**What this task involves**
Exact reproduction required: the lines below from the line with "Task: confirm every instance of the dark" to the line with "Task: confirm every instance of the music", both ends included, and no others.

[Material to process Boundary: Start]

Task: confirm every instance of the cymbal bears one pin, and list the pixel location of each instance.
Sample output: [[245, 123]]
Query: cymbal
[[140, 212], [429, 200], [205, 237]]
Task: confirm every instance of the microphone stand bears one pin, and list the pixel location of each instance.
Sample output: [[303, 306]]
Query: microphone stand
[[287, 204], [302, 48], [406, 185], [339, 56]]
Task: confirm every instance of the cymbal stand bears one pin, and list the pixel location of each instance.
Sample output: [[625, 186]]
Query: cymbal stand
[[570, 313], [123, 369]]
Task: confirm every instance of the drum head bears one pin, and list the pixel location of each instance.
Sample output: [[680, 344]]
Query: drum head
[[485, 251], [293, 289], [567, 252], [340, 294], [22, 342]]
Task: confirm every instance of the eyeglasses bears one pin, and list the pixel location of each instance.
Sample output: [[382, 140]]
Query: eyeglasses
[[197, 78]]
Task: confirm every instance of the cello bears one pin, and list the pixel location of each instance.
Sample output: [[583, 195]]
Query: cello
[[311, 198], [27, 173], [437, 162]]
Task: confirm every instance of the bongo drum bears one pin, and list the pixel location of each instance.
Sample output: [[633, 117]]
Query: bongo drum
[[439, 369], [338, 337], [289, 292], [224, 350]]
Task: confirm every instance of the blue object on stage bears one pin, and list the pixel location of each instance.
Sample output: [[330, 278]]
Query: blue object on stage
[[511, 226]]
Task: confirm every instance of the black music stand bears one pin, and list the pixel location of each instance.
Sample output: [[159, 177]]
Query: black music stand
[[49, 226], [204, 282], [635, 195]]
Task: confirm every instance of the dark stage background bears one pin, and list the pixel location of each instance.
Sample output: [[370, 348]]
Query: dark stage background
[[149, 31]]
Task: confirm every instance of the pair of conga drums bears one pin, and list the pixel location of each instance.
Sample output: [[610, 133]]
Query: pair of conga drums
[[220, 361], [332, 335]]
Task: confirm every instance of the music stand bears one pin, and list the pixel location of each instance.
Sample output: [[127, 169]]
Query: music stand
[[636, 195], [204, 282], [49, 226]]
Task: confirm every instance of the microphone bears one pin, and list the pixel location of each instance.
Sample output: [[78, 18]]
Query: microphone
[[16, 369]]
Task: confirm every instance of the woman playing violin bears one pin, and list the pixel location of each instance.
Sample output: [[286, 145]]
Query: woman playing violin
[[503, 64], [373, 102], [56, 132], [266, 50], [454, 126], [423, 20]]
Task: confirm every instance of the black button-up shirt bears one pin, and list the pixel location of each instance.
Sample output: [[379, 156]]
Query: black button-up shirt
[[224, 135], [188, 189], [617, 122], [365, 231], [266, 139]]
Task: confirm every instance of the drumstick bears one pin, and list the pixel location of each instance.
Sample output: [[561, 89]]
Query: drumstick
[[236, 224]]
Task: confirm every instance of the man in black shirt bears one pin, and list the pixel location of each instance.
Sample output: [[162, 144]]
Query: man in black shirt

[Material to process Boundary: End]

**Reply to the exercise**
Task: confirm every instance of the dark stage background bears one pin, and list the pixel location of each instance.
Sample output: [[370, 348]]
Query: dark stage background
[[149, 31]]
Task: confirm every instance of the pair of conga drums bears one pin, and list the pixel location of each instance.
Sample output: [[610, 133]]
Query: pair of conga drums
[[220, 361], [332, 335]]
Task: confirm every instance of the music stand bears one pin, and list the pixel location of each instance.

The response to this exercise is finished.